[Dataset excerpts on object pointing]
——

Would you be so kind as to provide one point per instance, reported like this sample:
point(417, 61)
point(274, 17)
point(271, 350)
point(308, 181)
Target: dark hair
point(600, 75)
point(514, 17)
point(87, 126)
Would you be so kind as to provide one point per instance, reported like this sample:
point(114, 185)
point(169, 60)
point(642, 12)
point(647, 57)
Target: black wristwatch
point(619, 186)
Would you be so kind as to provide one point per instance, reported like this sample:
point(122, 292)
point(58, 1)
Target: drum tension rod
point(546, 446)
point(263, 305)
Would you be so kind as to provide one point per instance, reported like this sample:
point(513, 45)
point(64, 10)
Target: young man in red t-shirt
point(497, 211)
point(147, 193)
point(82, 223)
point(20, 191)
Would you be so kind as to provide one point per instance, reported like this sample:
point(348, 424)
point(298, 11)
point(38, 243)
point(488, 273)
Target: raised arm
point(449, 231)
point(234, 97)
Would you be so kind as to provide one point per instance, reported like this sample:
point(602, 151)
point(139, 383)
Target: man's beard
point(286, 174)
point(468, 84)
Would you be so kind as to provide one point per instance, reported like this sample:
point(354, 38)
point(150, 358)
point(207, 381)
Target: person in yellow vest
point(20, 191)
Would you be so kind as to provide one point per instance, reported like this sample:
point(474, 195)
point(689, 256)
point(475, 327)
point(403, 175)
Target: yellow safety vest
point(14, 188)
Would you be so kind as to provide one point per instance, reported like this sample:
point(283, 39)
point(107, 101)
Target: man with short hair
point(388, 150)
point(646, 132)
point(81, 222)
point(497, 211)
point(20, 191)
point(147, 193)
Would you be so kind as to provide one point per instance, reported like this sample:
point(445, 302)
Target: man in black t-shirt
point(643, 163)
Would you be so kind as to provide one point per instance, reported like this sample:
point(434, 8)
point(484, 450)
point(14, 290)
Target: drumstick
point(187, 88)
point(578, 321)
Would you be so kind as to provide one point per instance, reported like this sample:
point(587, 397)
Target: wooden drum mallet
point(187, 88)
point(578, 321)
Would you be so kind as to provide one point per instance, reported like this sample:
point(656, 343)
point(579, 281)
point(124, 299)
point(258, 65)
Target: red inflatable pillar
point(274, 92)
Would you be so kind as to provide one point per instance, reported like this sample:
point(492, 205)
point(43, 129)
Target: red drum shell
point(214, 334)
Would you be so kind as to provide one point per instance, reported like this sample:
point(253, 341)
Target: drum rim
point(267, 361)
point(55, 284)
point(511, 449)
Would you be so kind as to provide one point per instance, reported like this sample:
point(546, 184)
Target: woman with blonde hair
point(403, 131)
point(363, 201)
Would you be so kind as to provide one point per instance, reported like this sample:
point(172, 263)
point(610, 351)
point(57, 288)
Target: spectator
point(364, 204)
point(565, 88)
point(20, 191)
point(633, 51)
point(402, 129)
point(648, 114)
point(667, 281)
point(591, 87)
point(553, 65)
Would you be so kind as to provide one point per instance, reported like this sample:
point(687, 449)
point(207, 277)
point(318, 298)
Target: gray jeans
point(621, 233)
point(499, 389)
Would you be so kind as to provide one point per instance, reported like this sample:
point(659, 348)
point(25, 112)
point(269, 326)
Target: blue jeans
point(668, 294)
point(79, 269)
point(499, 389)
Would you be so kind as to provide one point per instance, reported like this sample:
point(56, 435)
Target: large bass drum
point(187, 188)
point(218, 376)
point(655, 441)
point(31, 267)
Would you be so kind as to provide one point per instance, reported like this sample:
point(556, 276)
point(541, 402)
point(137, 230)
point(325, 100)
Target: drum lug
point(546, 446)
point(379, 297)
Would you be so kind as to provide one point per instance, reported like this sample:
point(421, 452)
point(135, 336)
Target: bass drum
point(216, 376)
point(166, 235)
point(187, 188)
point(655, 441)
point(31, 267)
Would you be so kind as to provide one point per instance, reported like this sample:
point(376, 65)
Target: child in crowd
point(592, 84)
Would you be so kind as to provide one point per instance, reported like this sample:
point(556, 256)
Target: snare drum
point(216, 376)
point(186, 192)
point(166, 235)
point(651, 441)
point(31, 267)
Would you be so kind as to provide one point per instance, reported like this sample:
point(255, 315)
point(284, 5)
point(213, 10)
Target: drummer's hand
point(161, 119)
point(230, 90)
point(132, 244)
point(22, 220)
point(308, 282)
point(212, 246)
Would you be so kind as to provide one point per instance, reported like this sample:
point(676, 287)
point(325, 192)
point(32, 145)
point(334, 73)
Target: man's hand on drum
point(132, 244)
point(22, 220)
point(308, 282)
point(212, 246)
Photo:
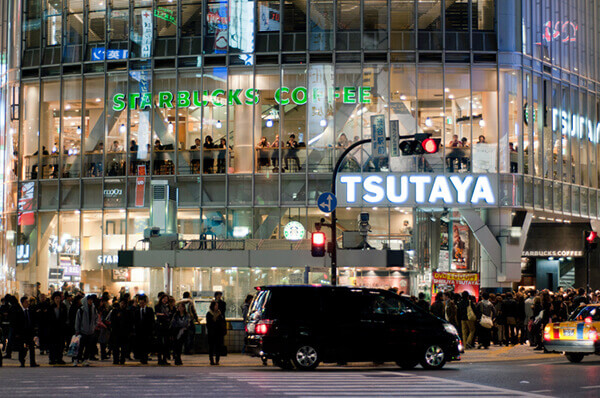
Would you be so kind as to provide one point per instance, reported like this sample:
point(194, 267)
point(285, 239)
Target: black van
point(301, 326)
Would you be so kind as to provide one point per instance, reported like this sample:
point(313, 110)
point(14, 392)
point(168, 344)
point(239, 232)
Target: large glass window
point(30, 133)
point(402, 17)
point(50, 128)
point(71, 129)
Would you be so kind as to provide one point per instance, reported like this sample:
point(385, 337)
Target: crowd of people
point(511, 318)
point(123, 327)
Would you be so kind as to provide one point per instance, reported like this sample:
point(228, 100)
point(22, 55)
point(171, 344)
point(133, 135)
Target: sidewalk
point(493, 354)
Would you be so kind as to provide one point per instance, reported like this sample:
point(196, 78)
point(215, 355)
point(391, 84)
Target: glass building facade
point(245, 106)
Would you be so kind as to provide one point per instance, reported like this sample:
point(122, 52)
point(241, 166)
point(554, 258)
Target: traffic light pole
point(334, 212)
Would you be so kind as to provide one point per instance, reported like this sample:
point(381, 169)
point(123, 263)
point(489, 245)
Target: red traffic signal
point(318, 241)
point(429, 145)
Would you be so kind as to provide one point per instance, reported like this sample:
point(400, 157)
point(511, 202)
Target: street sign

——

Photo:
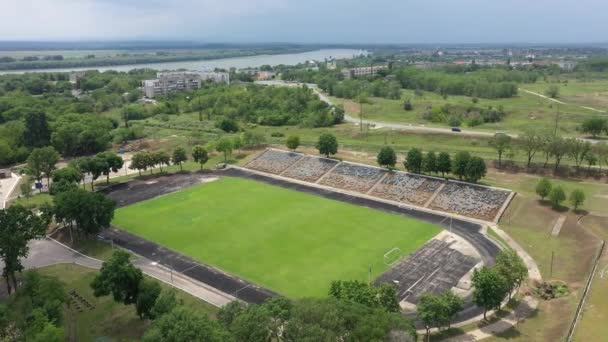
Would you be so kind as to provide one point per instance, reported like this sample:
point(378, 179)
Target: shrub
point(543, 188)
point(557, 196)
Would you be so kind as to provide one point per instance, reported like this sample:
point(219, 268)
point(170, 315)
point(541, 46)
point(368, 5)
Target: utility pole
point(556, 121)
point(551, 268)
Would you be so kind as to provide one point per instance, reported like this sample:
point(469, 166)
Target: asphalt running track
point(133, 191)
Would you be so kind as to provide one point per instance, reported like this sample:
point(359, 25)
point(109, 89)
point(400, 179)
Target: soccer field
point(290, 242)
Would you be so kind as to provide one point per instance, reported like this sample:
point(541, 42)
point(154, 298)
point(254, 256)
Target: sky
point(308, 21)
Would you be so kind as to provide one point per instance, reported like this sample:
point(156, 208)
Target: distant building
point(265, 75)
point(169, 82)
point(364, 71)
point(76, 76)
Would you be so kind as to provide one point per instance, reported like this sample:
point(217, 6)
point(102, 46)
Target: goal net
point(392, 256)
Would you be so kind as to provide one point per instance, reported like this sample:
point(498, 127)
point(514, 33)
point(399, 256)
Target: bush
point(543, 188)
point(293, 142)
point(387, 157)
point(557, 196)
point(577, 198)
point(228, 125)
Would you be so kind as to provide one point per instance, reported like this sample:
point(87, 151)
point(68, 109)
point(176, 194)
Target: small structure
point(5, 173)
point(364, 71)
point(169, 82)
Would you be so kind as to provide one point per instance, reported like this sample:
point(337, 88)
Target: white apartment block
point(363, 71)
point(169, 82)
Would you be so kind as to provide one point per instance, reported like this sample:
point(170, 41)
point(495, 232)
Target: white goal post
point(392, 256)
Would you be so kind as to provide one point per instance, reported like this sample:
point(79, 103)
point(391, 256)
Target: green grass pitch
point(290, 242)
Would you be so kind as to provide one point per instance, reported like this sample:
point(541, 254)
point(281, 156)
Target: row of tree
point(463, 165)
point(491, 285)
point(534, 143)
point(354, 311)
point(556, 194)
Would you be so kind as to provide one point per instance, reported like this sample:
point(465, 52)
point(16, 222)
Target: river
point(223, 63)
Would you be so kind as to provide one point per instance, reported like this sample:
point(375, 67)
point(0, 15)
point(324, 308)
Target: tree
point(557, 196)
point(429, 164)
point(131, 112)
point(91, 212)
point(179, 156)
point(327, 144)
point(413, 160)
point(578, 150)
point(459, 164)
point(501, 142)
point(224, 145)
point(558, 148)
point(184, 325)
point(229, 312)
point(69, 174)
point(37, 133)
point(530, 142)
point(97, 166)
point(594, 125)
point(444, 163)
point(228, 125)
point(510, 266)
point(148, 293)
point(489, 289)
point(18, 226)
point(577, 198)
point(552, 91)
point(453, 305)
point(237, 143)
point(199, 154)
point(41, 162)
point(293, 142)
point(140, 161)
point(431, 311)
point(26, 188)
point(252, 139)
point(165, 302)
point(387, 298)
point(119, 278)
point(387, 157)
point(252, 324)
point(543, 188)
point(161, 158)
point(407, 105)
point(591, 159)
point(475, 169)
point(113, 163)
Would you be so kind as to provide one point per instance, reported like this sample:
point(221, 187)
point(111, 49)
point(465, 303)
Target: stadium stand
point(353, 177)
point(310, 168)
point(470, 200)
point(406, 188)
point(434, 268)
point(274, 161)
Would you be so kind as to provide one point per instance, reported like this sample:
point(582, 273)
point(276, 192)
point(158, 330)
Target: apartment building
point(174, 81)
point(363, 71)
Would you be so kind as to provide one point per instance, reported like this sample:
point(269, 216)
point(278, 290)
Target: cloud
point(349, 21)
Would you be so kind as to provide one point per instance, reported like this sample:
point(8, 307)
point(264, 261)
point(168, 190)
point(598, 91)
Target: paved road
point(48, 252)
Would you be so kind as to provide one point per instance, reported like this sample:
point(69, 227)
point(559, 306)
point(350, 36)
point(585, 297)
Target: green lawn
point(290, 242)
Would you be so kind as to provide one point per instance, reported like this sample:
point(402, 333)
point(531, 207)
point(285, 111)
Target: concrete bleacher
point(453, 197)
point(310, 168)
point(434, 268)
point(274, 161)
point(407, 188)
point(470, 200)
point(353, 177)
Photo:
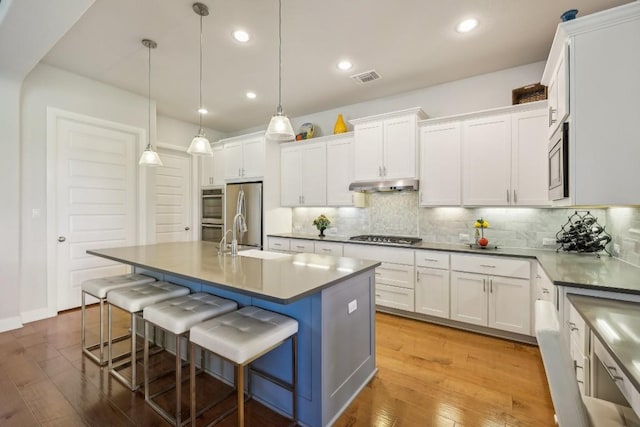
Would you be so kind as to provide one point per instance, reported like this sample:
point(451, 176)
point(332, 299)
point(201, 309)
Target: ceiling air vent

——

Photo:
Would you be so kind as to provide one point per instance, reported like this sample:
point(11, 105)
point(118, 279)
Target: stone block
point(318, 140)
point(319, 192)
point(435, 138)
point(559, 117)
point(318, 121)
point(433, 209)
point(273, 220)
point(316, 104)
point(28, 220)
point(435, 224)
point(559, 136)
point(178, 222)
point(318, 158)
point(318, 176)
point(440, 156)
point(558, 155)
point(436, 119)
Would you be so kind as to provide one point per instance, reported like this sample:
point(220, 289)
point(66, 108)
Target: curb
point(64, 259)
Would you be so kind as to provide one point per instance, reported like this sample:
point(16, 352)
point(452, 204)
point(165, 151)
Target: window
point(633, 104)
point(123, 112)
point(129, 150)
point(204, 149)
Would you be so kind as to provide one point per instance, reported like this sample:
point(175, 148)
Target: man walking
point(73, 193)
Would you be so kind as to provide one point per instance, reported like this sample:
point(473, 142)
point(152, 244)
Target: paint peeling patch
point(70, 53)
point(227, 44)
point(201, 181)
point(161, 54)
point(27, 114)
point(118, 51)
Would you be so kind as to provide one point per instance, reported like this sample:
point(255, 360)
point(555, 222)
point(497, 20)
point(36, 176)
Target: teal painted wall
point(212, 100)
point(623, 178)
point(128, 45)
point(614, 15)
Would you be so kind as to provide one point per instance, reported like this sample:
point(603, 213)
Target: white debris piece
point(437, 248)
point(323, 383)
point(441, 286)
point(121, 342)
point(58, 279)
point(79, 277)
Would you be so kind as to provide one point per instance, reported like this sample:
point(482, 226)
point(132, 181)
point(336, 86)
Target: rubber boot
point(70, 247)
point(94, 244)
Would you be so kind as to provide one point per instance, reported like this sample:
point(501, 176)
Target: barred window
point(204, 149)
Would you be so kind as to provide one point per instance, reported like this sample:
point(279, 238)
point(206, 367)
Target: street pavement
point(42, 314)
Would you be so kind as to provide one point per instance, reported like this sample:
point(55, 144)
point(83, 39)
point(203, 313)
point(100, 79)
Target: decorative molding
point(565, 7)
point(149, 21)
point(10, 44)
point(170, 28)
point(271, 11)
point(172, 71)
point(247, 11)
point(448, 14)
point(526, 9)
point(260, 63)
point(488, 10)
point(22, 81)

——

* _EXERCISE_
Gather every line in the entries above that contains the word "hair", and copy each one in full.

* _EXERCISE SOLUTION_
Target: dark hair
Target: man with short hair
Target: woman with blonde hair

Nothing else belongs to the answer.